• PASSAGE:
Birgit Breuel (née Münchmeyer; born 7 September 1937 in Hamburg-Rissen) is a German politician, representative of the German Christian Democratic Union (CDU). She is the former President of the Treuhand Agency, and Commissioner General of the Expo 2000 in Hannover, and later worked in several honorary positions.

Birgit Münchmeyer came from a Lower Saxony family of traders and private bankers. She is the daughter of merchant bankers who owned the bank Münchmeyer & Co.. On 8 August 1959 she married the Hamburg merchant Ernst-Jürgen Breuel (born 7 October 1931 in Hamburg).

Birgit Breuel studied political science at the Universities of Hamburg, Oxford and Geneva. In 1966, she entered into the CDU. From 1978 to 1986 she was Minister of Economy and Transport in Lower Saxony, then to 1990 was the Lower Saxony Finance Minister. In 1990, Breuel was elected to the executive board of the Treuhand - a holding firm responsible for the sale of East German state assets. A year later she became the successor of Detlev Karsten Rohwedder. While Rohwedder had been cautious about the sale of most state assets, favouring a worker-owned solution if possible, Breuel favoured quick privatization. She departed in 1995 from this office.

• RECORDS:
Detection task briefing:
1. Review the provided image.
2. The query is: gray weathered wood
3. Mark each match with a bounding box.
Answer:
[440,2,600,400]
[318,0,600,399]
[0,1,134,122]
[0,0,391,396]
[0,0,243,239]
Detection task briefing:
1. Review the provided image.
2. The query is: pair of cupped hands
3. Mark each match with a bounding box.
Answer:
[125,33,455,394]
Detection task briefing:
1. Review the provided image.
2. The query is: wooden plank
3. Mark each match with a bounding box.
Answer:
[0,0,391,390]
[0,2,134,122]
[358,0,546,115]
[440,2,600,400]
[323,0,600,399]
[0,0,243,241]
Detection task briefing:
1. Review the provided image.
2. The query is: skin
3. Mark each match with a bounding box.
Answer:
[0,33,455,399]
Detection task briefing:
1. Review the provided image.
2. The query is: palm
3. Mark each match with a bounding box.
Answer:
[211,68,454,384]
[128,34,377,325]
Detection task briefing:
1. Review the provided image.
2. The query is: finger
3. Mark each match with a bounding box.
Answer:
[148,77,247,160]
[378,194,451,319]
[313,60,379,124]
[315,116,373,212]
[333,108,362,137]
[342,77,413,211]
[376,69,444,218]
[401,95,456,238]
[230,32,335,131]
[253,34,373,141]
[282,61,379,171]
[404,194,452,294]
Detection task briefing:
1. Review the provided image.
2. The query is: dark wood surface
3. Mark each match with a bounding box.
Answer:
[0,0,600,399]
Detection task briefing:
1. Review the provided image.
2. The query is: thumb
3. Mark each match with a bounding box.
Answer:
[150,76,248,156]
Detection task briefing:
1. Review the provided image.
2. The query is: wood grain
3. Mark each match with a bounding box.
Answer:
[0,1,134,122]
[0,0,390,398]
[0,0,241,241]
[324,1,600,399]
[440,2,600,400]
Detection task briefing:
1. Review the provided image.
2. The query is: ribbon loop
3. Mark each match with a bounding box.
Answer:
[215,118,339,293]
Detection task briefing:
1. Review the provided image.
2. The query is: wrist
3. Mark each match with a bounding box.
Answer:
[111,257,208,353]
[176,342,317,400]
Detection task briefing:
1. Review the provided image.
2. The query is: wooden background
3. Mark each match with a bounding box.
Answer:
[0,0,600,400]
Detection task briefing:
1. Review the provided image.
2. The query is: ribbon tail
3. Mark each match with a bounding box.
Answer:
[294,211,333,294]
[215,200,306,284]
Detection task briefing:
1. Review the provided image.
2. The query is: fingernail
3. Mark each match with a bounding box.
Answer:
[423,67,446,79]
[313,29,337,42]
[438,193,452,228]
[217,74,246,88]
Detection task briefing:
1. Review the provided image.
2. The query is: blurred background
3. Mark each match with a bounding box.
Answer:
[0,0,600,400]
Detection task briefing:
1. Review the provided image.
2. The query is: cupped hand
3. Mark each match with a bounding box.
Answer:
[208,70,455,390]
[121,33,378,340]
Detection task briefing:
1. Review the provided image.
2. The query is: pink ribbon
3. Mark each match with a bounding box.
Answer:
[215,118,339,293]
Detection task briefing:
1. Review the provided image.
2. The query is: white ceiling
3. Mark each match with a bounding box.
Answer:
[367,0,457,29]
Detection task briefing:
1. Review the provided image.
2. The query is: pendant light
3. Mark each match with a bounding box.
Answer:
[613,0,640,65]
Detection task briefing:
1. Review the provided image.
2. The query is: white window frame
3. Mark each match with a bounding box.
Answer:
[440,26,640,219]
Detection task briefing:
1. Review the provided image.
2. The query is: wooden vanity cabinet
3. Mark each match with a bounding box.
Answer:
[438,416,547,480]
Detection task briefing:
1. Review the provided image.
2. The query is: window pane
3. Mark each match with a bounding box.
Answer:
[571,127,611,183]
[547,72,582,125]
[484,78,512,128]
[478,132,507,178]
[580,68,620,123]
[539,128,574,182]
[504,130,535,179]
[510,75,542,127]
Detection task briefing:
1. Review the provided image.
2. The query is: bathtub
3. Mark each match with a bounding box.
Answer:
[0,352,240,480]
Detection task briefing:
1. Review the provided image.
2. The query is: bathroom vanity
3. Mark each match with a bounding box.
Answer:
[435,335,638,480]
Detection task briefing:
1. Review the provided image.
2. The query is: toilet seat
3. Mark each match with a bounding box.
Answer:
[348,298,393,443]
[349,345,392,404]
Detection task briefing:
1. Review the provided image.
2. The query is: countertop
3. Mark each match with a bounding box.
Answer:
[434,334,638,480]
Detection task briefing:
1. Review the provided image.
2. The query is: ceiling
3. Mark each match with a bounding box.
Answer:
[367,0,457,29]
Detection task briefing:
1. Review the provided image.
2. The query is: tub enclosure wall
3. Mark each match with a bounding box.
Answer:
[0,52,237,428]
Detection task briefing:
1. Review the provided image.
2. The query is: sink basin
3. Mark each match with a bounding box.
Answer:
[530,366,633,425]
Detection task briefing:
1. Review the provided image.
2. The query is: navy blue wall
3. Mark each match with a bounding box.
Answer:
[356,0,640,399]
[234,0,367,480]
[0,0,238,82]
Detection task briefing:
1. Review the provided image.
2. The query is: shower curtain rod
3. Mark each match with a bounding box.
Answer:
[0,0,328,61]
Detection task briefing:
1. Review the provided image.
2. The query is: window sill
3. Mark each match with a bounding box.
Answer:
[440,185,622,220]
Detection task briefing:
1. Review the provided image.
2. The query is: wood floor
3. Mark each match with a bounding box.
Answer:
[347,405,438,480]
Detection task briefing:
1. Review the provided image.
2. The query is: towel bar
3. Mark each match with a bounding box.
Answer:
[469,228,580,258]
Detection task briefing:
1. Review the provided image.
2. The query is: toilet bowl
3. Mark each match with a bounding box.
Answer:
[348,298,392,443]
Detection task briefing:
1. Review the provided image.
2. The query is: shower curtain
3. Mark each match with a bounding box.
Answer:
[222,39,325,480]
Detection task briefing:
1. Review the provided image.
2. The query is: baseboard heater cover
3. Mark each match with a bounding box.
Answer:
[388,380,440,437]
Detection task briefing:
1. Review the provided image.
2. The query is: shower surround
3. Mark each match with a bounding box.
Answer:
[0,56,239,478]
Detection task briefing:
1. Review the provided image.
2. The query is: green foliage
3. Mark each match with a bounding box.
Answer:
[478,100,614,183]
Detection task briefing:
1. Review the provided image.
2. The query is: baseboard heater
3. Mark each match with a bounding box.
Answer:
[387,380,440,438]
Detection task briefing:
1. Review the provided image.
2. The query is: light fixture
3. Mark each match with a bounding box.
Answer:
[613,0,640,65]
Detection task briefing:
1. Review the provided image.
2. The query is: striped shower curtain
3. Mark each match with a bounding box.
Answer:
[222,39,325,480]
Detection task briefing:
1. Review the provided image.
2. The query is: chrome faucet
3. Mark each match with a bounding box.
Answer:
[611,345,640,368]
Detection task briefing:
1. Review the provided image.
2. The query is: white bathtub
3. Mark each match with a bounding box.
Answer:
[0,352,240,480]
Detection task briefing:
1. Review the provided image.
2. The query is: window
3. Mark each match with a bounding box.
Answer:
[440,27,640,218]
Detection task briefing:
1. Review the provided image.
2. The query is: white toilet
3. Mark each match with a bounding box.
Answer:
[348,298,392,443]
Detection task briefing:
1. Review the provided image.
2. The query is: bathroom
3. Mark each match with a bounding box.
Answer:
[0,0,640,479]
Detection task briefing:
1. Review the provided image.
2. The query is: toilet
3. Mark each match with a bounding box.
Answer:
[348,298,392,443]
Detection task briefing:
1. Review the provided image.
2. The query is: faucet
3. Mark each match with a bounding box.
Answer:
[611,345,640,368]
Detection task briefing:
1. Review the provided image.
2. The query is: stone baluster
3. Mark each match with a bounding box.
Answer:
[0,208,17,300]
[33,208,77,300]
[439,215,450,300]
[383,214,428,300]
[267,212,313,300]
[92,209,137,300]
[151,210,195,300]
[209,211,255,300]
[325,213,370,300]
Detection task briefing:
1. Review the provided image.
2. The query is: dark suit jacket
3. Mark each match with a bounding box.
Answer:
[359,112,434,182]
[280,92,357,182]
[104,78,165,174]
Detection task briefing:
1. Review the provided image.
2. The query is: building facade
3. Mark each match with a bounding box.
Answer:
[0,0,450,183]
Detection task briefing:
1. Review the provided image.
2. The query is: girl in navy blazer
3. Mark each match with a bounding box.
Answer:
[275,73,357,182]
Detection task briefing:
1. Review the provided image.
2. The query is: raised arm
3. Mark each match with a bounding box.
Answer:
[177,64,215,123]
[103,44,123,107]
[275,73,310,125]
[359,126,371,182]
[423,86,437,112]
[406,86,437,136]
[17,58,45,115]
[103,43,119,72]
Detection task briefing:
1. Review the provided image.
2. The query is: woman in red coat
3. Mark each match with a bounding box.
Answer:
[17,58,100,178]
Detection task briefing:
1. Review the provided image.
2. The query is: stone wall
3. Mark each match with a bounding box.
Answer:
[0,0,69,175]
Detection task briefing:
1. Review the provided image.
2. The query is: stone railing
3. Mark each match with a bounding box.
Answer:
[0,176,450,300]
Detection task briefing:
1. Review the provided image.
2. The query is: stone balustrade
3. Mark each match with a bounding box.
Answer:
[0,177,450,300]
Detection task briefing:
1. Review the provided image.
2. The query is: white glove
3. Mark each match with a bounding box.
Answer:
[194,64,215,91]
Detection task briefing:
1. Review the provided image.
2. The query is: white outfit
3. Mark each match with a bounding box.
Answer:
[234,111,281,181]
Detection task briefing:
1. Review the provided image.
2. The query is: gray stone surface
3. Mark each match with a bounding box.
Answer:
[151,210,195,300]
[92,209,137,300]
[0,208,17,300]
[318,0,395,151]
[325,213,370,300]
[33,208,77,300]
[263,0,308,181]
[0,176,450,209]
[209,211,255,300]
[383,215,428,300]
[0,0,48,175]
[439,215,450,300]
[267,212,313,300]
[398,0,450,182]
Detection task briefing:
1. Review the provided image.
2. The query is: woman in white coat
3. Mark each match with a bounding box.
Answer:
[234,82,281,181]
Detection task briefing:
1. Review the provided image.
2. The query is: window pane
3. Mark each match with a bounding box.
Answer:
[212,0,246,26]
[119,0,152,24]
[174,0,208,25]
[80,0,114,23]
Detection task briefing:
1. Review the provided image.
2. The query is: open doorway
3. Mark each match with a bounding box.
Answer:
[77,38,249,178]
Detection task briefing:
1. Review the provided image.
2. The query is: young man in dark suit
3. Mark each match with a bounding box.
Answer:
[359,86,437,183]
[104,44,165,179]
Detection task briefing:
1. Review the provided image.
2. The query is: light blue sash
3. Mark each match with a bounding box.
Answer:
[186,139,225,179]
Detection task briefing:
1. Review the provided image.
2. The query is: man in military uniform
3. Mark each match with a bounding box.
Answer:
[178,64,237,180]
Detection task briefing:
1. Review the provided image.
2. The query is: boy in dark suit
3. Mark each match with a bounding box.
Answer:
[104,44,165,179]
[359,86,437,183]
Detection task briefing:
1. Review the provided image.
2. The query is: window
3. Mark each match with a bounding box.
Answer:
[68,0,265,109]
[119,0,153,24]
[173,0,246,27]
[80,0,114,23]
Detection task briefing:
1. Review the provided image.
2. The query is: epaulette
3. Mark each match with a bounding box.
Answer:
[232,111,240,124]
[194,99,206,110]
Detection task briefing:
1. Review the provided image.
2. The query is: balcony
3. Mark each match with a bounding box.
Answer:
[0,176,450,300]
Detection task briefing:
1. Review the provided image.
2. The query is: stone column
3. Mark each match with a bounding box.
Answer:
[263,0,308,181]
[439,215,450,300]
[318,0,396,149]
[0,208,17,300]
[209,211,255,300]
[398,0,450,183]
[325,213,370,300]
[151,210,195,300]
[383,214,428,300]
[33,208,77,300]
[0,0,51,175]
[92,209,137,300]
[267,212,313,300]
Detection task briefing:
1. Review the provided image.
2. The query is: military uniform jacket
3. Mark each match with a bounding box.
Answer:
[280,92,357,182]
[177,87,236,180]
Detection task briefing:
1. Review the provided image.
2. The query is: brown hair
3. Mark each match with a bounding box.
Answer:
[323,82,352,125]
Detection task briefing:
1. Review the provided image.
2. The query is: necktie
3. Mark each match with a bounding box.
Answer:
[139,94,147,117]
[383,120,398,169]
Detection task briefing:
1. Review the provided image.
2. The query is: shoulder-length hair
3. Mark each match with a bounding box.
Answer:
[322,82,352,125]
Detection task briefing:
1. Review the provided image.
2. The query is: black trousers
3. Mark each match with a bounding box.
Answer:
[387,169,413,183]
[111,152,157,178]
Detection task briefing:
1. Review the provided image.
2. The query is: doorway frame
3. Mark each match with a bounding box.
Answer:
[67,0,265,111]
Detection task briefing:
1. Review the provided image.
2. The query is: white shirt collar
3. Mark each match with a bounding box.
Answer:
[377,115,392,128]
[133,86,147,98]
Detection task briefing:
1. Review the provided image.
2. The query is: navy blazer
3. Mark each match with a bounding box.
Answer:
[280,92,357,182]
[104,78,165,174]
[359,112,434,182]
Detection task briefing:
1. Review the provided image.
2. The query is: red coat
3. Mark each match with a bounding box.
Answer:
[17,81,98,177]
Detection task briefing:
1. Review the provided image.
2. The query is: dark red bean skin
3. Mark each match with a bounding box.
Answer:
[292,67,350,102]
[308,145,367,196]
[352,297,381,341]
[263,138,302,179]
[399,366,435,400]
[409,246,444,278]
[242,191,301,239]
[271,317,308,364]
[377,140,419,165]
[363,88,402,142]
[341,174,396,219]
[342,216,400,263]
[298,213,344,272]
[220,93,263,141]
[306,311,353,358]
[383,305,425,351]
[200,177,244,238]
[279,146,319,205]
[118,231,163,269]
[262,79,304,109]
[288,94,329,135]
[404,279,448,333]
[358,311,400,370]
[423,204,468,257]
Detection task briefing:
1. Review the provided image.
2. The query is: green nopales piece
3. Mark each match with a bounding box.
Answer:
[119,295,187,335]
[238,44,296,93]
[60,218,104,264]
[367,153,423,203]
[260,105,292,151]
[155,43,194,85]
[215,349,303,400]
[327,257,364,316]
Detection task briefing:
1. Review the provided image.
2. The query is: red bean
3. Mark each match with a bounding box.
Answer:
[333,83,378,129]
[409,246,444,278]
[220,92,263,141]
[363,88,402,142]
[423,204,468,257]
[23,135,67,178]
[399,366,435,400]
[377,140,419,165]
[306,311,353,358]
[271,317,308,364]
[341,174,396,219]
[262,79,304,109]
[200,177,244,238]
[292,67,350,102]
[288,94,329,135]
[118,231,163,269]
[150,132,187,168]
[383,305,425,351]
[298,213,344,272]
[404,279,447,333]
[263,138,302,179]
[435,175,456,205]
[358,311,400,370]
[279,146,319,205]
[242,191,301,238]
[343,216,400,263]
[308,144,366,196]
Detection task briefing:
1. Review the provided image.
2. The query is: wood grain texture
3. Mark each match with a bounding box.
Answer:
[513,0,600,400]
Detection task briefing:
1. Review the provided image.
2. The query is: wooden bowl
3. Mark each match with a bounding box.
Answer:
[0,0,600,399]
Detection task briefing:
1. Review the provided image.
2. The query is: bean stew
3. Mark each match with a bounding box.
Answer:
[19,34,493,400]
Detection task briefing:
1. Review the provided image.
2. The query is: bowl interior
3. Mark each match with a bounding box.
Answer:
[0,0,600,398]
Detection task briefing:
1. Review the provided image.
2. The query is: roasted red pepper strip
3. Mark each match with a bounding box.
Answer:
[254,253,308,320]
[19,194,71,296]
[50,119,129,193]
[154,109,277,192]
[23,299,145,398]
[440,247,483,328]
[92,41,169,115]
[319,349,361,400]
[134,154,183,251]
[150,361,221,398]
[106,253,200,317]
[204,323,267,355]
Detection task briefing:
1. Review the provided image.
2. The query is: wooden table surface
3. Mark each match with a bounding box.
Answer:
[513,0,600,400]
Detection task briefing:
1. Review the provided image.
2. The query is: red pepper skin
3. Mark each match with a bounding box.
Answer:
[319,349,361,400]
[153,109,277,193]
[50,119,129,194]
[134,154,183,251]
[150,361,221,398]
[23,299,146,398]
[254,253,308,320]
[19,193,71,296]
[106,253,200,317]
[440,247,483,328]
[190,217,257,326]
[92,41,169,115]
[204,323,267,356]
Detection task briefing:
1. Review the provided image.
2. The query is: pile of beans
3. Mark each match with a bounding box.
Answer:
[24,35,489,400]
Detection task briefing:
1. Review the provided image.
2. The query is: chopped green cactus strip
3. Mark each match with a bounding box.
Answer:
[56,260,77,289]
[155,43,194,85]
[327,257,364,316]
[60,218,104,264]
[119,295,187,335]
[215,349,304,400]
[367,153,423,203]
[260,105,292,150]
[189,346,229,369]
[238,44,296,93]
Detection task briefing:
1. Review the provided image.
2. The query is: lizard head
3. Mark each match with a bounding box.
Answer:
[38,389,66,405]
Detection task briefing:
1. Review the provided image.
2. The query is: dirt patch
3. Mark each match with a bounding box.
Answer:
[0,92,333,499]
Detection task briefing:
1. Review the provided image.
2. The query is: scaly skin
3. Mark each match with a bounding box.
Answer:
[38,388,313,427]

• PROBLEMS:
• 1. In the passage on Birgit Breuel, what office did she hold in Lower Saxony from 1978 to 1986?
• 2. Continue the biography of Birgit Breuel from the point where it stops.

• ANSWERS TO THE TASKS:
• 1. Minister of Economy and Transport.

• 2.
Breuel then became Commissioner-General of the World Expo Expo 2000 in Hanover.

Literature 
 Birgit Breuel (Hg.): Ohne historisches Vorbild. Die Treuhandanstalt 1990 bis 1994 - eine kritische Würdigung. Berlin 2005  
 Deutsches Geschlechterbuch. Band 128 der Gesamtreihe (Hamburg Band 10), p. 69/70, C. A. Starke Verlag, Limburg (Lahn) 1962, .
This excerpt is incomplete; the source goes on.